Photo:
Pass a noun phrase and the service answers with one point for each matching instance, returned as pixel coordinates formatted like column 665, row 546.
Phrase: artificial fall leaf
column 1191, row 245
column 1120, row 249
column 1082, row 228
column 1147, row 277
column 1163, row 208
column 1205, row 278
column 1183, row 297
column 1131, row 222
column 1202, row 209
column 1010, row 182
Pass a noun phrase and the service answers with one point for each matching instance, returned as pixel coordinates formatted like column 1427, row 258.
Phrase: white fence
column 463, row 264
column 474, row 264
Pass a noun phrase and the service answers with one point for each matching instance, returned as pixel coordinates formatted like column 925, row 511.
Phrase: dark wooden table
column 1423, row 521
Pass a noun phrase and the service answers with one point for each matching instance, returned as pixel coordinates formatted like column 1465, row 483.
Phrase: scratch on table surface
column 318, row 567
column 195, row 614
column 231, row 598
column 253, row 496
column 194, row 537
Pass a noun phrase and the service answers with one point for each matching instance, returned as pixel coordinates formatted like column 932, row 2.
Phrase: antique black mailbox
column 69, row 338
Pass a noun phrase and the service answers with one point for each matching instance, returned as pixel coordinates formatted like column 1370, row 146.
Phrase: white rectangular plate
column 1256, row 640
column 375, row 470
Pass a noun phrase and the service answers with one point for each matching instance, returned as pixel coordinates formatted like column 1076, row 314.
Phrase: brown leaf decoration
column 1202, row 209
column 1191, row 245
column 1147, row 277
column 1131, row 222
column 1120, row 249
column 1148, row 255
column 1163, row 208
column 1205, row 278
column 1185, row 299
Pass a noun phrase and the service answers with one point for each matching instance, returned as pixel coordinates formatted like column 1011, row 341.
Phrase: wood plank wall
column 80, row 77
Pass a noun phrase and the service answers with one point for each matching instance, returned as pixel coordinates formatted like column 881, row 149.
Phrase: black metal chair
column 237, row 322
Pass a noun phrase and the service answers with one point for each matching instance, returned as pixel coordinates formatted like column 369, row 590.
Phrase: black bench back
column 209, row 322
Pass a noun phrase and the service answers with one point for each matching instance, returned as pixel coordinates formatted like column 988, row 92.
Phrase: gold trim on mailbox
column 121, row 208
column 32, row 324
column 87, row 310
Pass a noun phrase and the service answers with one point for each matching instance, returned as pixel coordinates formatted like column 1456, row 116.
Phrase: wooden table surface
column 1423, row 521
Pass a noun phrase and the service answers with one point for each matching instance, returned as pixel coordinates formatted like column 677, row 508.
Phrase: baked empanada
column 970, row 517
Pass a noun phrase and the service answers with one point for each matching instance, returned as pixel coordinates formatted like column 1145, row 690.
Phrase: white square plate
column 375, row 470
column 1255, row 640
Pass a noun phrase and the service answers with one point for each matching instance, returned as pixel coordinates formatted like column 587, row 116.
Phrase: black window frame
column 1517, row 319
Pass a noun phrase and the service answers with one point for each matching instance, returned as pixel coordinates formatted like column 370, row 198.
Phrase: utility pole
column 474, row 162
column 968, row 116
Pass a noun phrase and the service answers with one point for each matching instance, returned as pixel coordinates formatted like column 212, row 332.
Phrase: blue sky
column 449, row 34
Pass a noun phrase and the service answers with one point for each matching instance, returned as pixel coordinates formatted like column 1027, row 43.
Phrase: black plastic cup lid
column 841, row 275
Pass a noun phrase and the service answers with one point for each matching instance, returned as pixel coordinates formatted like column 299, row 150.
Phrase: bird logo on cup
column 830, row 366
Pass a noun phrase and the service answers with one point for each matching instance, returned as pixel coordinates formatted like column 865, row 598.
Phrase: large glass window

━━━━━━━━━━━━━━━━

Try it ▸
Repeat the material word for word from its opening line up to and including the line containing "665, row 546.".

Output below ▸
Photo:
Pass a noun phrase and the service answers with one point for each matching instance, returned as pixel coordinates formatted like column 665, row 546.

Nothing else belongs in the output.